_WHAT IS ASKED_: Reproduce the records below from the line containing "Pin the black" down to the line containing "(1057, 699)", both ends included, keeping every request line and offsetting each coordinate in the answers by 91.
* start AVAILABLE DATA *
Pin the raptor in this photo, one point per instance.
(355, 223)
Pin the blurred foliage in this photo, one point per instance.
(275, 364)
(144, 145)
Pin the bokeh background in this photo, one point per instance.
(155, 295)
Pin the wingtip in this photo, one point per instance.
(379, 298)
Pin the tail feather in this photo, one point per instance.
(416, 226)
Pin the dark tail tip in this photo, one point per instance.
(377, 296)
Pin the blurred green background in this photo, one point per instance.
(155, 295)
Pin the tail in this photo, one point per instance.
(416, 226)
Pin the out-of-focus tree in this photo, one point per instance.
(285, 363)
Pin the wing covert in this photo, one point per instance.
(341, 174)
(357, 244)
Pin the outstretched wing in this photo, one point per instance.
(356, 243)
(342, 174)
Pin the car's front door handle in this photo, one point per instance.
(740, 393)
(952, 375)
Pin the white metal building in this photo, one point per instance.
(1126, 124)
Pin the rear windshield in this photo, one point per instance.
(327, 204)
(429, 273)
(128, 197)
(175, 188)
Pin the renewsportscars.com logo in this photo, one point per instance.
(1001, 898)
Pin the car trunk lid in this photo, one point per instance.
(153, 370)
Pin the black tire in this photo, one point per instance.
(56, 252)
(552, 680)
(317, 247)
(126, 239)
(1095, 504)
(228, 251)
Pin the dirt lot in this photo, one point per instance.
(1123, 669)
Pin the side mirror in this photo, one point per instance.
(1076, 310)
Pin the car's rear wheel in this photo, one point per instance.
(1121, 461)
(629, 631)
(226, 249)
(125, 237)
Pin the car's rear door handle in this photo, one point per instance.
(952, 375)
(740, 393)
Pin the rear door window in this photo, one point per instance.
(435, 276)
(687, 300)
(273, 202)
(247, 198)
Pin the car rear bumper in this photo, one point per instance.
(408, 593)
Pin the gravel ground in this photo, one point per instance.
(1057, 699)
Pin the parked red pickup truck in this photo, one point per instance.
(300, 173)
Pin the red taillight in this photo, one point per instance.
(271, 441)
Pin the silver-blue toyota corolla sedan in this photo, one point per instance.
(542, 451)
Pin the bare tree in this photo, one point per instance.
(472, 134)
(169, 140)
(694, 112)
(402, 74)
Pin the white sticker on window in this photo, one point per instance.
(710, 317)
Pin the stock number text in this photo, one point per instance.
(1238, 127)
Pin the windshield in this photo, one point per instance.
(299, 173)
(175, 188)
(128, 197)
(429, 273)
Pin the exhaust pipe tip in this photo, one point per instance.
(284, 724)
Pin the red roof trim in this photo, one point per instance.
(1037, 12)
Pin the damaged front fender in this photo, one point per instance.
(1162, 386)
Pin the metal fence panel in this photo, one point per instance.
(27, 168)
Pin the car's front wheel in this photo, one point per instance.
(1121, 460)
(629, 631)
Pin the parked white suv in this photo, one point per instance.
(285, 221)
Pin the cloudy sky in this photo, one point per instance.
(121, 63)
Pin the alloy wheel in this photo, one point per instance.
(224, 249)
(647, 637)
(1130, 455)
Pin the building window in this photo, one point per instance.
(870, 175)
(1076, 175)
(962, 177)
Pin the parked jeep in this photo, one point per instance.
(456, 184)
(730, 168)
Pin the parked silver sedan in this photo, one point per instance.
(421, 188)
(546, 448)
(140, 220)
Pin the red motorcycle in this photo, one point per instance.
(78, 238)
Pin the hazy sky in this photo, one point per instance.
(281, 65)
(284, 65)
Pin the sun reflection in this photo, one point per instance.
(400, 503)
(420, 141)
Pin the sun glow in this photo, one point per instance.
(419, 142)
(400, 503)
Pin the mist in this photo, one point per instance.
* end AVAILABLE DATA *
_TASK RESPONSE_:
Pin the black tire in this photo, one point per instance.
(147, 343)
(643, 771)
(408, 338)
(217, 330)
(1186, 595)
(319, 342)
Pin the dirt lot in this photo, one point per instance.
(1214, 760)
Pin the side mirror in this photo, one point per instance.
(1167, 401)
Pin the car's rear wheel in this photo, one point per instance.
(1212, 552)
(720, 722)
(317, 340)
(216, 328)
Pin the car's rear door handle in this photo, one point per instance.
(1043, 466)
(831, 484)
Pin the rear door window in this photo, one point per instance.
(526, 367)
(778, 391)
(364, 293)
(338, 289)
Pin the car rear bumper in this photo, one point per instance.
(499, 684)
Pin the gravel ground in this photo, one point per instance.
(1148, 790)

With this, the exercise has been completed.